------ Available records

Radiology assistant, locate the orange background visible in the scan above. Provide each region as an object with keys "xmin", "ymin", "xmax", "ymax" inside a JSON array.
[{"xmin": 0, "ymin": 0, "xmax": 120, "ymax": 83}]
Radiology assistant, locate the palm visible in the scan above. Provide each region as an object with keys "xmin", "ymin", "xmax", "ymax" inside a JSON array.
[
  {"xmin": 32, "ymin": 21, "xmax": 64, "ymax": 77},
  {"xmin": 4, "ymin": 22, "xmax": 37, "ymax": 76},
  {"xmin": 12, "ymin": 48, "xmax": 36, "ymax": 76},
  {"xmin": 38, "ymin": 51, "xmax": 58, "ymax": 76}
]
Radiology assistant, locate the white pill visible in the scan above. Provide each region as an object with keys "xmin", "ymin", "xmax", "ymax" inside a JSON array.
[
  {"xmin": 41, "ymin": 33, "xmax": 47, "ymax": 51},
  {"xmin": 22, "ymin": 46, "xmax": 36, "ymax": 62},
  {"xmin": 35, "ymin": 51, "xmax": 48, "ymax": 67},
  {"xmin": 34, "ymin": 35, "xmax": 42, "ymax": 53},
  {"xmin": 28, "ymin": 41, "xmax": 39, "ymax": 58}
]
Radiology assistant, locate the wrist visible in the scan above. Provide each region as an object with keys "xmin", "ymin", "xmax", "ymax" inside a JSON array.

------------

- Work to complete -
Please restate the preceding entries word for word.

- Answer for this exercise -
Radiology assistant, locate the orange background visible in the scan above. Provide each region as an object with keys "xmin", "ymin", "xmax", "ymax" inside a JSON array.
[{"xmin": 0, "ymin": 0, "xmax": 120, "ymax": 83}]
Radiology assistant, locate the palm visible in the scan above. Provide each region as an object with keys "xmin", "ymin", "xmax", "ymax" inside a JSON array.
[
  {"xmin": 32, "ymin": 21, "xmax": 64, "ymax": 77},
  {"xmin": 4, "ymin": 22, "xmax": 37, "ymax": 76},
  {"xmin": 12, "ymin": 48, "xmax": 36, "ymax": 76},
  {"xmin": 38, "ymin": 51, "xmax": 58, "ymax": 76}
]
Radiology assistant, locate the white pill visible in the scan above. Provide each region as an object with keys "xmin", "ymin", "xmax", "ymax" inside a JSON array.
[
  {"xmin": 41, "ymin": 33, "xmax": 47, "ymax": 51},
  {"xmin": 22, "ymin": 46, "xmax": 36, "ymax": 62},
  {"xmin": 35, "ymin": 51, "xmax": 48, "ymax": 67},
  {"xmin": 34, "ymin": 35, "xmax": 42, "ymax": 53},
  {"xmin": 28, "ymin": 41, "xmax": 39, "ymax": 58}
]
Radiology assistant, locate the wrist visible in the scan above. Provide each region as an object with keys "xmin", "ymin", "xmax", "ymax" inside a JSON array.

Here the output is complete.